Schreibe den Text über das Symposium zur Gründung der Frankfurter Goethe-Universität und ihre jüdischen Stifter weiter, direkt im Anschluss an seinen letzten Satz.

### [TEXTAUSZUG]
——
Viele Namen von Professoren und Instituten sind Legende. Der Medizin-Nobelpreisträger Paul Ehrlich hat hier geforscht, der Physik-Nobelpreisträger Otto Stern und sein Kollege Max von der Laue. Der Psychoanalytiker Erich Fromm arbeitete am berühmten Institut für Sozialforschung, Max Horkheimer und Theodor W. Adorno zählten zu den Hauptvertretern der Frankfurter Schule. Sie waren Pioniere, die der Frankfurter Goethe-Universität zu ihrem Weltruf verhalfen und doch auch Zeugen wurden für deren unrühmliches Scheitern in der NS-Zeit.

Mit dem »Frankfurter Modell«, der Gründung der ersten freien Universität Deutschlands vor 100 Jahren, und ihren jüdischen Stiftern und Gelehrten befasste sich drei Tage lang ein Symposium, das von der Universität, der Jüdischen Gemeinde Frankfurt, dem Jüdischen Museum sowie der Judaica- und Hebraica-Abteilung der Universitätsbibliothek veranstaltet wurde. Auftakt war am Sonntag in der Jüdischen Gemeinde.

Bedeutung Werner Müller-Esterl, Präsident der Goethe-Universität, bezeichnete die Geburtstagsfeier für die Universität in der Jüdischen Gemeinde als ein »schönes Geschenk und eine große Geste«. Müller-Esterl und Felix Semmelroth, Frankfurter Kulturdezernent, hoben die Bedeutung der jüdischen Stifter und ihres finanziellen und ideellen Engagements hervor, ohne das es 1914 nicht zur Gründung der Universität gekommen wäre.
——
### [DATENAUSZUG]

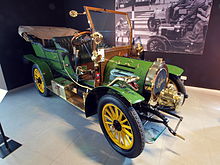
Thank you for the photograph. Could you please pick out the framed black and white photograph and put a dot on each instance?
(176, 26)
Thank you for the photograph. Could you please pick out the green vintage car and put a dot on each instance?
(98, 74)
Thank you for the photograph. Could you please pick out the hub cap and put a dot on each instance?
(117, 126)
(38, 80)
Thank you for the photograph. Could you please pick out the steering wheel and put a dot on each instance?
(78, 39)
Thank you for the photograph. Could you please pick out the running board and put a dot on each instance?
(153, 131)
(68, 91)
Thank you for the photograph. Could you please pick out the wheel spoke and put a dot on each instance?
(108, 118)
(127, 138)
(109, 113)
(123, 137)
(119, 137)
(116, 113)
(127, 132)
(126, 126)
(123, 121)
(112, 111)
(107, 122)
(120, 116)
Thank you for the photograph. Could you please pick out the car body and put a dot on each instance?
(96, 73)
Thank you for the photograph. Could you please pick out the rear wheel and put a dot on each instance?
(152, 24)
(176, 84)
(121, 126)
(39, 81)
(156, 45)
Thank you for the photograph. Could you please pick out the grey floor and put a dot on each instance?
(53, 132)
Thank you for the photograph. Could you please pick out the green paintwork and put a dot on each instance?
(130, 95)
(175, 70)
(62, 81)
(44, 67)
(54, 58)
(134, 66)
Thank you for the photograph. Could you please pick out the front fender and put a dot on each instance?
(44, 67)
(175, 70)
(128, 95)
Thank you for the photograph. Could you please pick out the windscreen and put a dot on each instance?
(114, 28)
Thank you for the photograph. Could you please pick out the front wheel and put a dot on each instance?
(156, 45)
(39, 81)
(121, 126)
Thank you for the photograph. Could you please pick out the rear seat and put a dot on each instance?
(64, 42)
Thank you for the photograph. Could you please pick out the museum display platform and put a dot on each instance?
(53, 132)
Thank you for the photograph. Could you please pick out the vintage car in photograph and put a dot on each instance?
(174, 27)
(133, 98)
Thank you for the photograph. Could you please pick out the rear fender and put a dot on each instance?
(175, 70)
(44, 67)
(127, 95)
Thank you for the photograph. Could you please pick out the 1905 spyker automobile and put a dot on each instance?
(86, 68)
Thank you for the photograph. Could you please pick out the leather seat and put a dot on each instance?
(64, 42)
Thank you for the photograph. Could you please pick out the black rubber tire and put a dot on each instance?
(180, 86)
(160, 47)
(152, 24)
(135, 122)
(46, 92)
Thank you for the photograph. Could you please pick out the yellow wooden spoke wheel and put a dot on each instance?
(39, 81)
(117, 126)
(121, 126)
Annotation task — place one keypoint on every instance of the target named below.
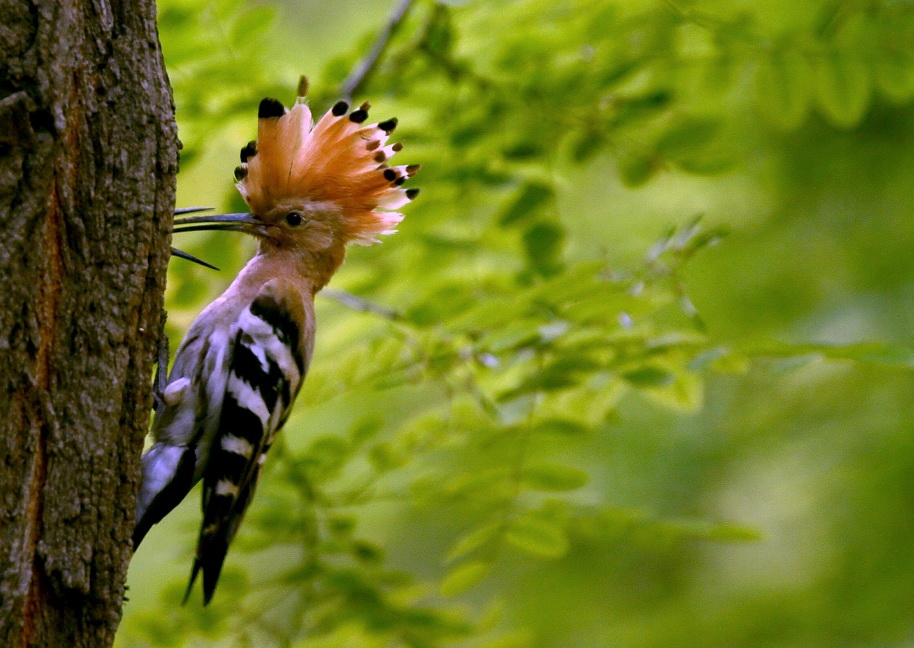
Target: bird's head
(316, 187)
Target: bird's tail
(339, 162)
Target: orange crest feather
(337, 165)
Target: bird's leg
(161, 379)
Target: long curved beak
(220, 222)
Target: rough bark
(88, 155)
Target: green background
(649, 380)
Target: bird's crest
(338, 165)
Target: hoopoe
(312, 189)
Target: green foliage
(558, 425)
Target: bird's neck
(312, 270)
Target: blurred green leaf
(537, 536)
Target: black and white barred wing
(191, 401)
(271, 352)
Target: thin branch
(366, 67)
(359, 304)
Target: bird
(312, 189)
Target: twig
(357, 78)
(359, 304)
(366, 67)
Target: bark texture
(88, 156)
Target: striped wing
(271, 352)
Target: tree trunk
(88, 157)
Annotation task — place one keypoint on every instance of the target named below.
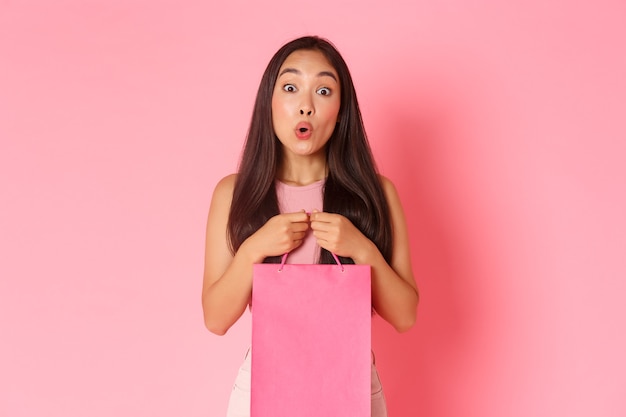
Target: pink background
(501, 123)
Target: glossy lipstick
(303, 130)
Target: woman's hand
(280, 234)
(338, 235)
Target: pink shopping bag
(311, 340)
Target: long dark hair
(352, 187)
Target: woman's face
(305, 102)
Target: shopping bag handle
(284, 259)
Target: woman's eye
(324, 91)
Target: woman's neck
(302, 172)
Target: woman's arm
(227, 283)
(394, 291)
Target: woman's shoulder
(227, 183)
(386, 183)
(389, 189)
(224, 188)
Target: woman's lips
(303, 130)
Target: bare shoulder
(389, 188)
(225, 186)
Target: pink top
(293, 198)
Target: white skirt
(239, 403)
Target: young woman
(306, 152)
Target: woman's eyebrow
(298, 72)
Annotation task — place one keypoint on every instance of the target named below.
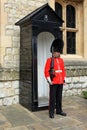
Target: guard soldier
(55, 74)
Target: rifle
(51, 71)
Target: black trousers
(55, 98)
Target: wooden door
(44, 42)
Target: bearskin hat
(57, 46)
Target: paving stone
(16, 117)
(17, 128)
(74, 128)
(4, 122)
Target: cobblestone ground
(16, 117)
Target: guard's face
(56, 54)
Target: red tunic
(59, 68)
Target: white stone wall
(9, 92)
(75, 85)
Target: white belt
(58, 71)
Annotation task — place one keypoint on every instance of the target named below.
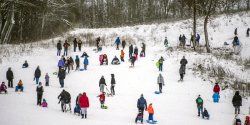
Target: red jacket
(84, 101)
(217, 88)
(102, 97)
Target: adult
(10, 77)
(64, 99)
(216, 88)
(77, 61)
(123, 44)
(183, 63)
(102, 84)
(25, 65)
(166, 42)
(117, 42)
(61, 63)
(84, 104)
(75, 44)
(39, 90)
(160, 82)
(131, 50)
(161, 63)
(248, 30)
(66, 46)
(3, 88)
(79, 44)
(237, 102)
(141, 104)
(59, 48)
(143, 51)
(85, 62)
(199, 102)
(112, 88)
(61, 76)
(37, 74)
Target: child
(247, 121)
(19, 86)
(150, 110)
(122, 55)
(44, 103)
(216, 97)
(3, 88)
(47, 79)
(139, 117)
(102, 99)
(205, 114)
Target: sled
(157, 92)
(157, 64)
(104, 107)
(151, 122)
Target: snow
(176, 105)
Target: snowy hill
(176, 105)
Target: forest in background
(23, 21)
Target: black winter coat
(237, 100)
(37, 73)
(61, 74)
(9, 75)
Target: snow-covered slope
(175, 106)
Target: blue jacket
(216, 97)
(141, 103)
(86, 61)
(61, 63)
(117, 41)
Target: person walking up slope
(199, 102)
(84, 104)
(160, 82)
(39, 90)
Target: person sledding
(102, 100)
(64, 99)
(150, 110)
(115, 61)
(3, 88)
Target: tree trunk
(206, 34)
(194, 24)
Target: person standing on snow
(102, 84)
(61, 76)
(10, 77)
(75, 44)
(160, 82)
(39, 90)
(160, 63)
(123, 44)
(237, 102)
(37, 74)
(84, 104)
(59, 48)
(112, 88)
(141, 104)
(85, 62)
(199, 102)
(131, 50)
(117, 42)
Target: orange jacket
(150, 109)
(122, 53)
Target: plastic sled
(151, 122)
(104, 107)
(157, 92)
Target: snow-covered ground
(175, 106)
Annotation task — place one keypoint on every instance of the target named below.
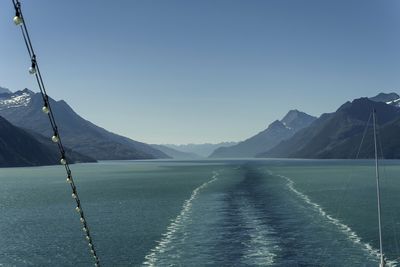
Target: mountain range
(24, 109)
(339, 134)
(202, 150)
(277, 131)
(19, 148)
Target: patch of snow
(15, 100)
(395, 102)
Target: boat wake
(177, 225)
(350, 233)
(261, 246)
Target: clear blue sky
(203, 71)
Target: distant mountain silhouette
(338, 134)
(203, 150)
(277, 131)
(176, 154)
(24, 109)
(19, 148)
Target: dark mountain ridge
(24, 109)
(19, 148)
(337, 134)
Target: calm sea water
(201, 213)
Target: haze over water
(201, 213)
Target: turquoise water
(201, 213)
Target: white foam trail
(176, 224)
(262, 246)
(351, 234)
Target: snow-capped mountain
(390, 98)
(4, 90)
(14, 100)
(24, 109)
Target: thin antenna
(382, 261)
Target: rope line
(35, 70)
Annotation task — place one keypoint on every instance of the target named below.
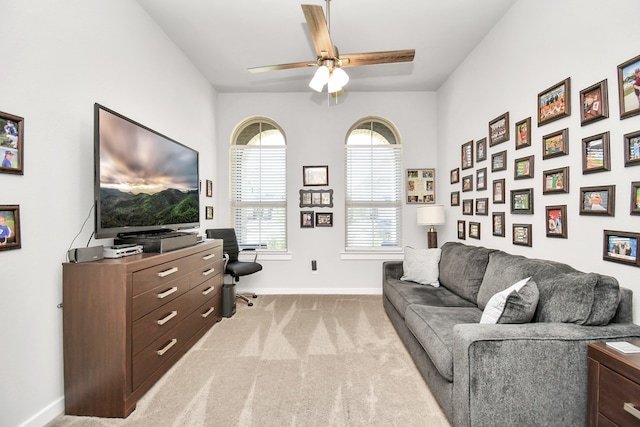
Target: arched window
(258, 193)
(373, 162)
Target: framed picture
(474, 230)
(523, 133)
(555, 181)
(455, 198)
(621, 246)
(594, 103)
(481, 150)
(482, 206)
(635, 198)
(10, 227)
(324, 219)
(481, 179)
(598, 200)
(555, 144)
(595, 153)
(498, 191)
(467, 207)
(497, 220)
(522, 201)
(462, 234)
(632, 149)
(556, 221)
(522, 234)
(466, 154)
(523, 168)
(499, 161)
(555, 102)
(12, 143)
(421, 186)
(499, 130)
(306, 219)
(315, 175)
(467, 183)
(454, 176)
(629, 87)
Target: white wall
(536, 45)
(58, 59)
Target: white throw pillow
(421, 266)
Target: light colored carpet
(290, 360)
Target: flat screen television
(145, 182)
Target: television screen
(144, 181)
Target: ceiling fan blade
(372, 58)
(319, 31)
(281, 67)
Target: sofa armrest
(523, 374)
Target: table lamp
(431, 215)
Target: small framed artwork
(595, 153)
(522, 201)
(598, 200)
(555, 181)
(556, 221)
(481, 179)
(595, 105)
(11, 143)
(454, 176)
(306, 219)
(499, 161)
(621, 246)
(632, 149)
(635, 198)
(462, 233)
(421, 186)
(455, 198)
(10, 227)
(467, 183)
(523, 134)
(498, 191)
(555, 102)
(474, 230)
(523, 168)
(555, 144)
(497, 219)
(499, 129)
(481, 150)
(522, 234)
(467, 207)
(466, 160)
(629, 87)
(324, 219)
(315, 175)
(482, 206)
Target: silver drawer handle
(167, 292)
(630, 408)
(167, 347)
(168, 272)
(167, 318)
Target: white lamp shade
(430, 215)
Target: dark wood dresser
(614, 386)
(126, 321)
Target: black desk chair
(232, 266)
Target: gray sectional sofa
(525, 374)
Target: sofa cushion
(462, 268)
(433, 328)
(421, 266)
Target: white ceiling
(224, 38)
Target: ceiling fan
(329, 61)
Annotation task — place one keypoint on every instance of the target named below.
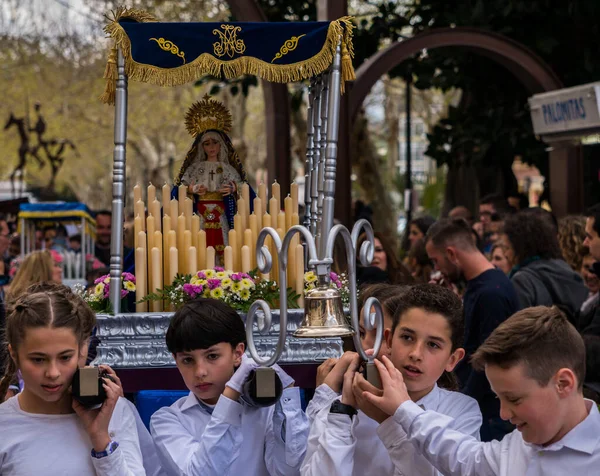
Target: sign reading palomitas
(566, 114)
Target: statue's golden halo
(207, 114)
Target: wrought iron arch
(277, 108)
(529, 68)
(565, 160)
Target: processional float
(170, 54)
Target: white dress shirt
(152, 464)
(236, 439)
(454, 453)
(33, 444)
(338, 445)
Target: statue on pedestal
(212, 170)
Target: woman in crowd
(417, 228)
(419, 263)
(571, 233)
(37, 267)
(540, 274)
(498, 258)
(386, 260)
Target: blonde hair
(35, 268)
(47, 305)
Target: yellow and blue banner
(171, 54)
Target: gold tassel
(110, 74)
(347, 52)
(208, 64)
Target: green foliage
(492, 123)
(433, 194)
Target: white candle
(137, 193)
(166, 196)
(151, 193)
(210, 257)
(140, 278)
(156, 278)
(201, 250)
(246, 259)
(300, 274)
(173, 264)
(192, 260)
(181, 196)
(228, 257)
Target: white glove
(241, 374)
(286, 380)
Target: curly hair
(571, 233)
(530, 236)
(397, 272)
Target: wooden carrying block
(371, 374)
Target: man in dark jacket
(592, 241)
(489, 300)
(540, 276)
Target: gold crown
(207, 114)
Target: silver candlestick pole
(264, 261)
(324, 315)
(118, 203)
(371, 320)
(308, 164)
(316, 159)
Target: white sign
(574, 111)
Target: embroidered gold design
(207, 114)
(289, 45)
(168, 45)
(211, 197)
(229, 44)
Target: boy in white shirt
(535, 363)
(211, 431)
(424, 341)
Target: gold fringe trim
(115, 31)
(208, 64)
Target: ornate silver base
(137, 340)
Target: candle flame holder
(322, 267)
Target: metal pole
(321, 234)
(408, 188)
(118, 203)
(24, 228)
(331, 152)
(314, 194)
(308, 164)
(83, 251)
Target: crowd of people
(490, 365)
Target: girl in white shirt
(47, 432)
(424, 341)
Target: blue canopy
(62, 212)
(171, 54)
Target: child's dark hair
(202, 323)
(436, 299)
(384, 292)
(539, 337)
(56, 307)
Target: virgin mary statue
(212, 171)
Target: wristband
——
### [ERGEBNIS]
Der jüdische Industrielle Wilhelm Merton und Oberbürgermeister Franz Adickes waren damals die Hauptkräfte hinter der bis dahin einmaligen Idee einer Stiftungsuniversität, die unabhängig sein sollte, an der es erstmals keinen Lehrstuhl für Theologie geben und an der auch für jüdische Dozenten und Studenten eine wissenschaftliche Karriere möglich sein sollte.

Schon im Gründungsjahr und trotz Beginn des Ersten Weltkriegs schrieben sich 618 Studenten ein. »Frankfurt«, so Müller-Esterl, »galt schnell als die modernste und liberalste Universität in Deutschland« – und ab 1933 als die am meisten »verjudete« Hochschule, die mit aller Härte »gesäubert« werden sollte. 109 jüdische Professoren, ein Drittel des Lehrkörpers, wurden entlassen.

zwiespältig »Die Entstehung der Universität lässt ahnen, was möglich gewesen wäre, hätte man die antisemitischen Strömungen überwunden«, sagte Salomon Korn, Vorstandsvorsitzender der Jüdischen Gemeinde Frankfurt. Das Symposium solle an die »zutiefst zwiespältige Geschichte der Universität« erinnern und sie kritisch aufarbeiten, so der Initiator Christian Wiese, Inhaber der Martin-Buber-Professur für jüdische Religionsphilosophie.

Der Fokus richtete sich auf die einzigartige Entstehungsgeschichte, den Aufstieg jüdischer Gelehrter und berühmter gestifteter Institute, aber eben auch die »sich vorzeitig abzeichnende Zerbrechlichkeit des Frankfurter Modells«. »Der Kontrast zwischen dem, was die Universität war, und dem, was sie wurde, war besonders erschreckend«, sagte Wiese. Der Wandel habe aber schon vor 1933 begonnen.

So gab etwa der amerikanische Historiker Michael Meyer auf der Tagung einen Überblick über das zeitgenössische politische und akademische Umfeld im ersten Drittel des 20. Jahrhunderts und die Debatten im Land über das Verhältnis von Deutschtum und Judentum, in denen sich nur wenige Intellektuelle zur Gleichberechtigung bekannten und Klagen über eine Dominanz jüdischer Dozenten sowie Überfremdungstheorien nicht abrissen.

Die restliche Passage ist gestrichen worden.